INPUT DATA Start Marker

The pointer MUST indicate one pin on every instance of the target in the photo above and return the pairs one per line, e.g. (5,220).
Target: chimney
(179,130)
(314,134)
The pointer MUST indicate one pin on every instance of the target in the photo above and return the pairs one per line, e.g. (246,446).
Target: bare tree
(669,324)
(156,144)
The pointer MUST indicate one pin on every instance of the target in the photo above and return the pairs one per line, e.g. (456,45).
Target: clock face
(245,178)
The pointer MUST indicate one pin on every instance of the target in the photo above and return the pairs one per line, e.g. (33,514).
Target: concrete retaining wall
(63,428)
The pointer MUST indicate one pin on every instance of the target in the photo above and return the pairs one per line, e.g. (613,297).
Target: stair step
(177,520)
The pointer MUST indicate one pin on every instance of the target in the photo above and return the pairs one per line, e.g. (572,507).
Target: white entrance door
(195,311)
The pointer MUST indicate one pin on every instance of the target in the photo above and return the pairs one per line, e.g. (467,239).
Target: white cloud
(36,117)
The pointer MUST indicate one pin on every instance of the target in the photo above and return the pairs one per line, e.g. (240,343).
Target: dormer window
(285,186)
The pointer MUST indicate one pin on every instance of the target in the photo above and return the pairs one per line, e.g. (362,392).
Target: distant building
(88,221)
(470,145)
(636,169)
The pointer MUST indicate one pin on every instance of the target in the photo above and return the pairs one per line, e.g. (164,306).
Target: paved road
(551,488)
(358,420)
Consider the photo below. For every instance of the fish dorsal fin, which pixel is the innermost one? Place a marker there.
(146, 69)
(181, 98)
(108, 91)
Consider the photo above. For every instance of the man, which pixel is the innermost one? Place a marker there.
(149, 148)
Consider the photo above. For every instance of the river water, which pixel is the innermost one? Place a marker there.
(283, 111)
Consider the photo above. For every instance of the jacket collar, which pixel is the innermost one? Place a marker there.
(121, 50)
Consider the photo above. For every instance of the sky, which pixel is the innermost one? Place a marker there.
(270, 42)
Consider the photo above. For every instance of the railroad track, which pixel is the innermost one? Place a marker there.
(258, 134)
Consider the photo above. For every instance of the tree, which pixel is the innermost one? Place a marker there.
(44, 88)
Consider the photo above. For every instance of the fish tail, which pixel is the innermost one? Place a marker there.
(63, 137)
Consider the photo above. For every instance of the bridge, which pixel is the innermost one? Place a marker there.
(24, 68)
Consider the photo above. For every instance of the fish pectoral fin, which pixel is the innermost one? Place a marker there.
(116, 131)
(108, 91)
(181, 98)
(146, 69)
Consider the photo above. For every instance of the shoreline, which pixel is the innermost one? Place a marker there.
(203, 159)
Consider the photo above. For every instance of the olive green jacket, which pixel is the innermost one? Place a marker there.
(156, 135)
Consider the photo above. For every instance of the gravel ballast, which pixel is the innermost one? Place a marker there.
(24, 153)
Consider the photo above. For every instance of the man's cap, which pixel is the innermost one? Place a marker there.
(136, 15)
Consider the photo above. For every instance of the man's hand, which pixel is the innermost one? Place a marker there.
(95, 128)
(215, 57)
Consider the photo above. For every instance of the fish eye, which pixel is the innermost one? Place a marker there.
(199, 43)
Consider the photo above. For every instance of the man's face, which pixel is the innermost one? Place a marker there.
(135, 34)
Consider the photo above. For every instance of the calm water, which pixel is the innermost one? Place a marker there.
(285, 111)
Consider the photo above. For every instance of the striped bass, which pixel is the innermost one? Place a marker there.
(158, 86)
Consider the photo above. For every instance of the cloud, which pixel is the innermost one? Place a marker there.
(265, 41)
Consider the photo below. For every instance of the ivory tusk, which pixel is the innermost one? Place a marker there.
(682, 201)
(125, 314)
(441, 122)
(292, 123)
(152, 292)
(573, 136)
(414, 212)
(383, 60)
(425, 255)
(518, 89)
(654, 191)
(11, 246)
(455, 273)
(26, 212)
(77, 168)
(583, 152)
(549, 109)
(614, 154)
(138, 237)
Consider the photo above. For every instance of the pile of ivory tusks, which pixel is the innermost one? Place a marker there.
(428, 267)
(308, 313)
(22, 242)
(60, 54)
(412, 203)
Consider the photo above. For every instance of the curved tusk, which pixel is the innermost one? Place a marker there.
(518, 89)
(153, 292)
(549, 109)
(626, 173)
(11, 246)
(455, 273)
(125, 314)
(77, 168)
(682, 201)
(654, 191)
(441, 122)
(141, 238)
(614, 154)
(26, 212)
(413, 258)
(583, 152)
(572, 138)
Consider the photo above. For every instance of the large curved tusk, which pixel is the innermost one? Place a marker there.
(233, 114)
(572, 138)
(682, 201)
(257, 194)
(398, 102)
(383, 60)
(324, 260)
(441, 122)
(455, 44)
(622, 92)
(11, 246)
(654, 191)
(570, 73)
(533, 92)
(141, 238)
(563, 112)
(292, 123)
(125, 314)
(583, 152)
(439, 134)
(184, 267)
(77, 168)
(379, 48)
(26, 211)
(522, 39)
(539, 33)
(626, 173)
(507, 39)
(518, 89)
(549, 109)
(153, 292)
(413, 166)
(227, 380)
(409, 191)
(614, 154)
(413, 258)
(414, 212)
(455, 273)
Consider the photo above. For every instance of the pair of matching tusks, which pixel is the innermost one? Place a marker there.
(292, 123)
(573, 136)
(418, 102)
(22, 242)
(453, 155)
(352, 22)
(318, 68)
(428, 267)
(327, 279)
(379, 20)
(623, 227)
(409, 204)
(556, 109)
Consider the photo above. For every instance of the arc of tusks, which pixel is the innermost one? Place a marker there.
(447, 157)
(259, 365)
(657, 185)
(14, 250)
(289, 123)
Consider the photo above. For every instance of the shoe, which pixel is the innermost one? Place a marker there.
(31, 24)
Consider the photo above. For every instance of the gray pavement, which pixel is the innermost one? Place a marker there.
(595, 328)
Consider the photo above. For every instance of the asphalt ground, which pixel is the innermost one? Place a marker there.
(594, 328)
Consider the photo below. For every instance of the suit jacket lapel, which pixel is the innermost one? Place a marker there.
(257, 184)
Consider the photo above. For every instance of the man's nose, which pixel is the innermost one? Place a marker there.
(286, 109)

INPUT DATA End Marker

TASK TO COMPLETE
Scan the entries above for the string "return", and copy every line where it turns up.

RESULT BELOW
The pointer MUST indicate one pin on every instance of the target in the photo above and return the pairs one per line, e.g. (5,220).
The pointer MUST indicate one pin on every instance of the target in the photo above and return the pairs one per line, e.g. (246,446).
The pointer MUST indicate one pin on every instance of the target in the photo above and return the pairs one per line, e.g. (456,45).
The pointer MUST indicate one pin on every instance of the target in the photo above and return the pairs one per line, e.g. (33,514).
The pointer MUST indicate one pin on every instance of the target in the photo above and return the pairs one per line, e.g. (613,297).
The pointer MUST indicate one pin on every instance of the target in the photo above and return the pairs one per line, e.g. (572,507).
The pointer MUST indicate one pin on every instance of the target in the photo above and return the pairs one per line, e.g. (467,239).
The pointer MUST indicate one pin on every instance of the target in the photo above and return the pairs one per line, e.g. (240,343).
The pointer MUST indicate one pin on every instance of the target in the photo above and return the pairs one per line, e.g. (362,392).
The pointer MUST indicate one pin on every instance of the target in the photo above and return the pairs one per line, e.g. (164,306).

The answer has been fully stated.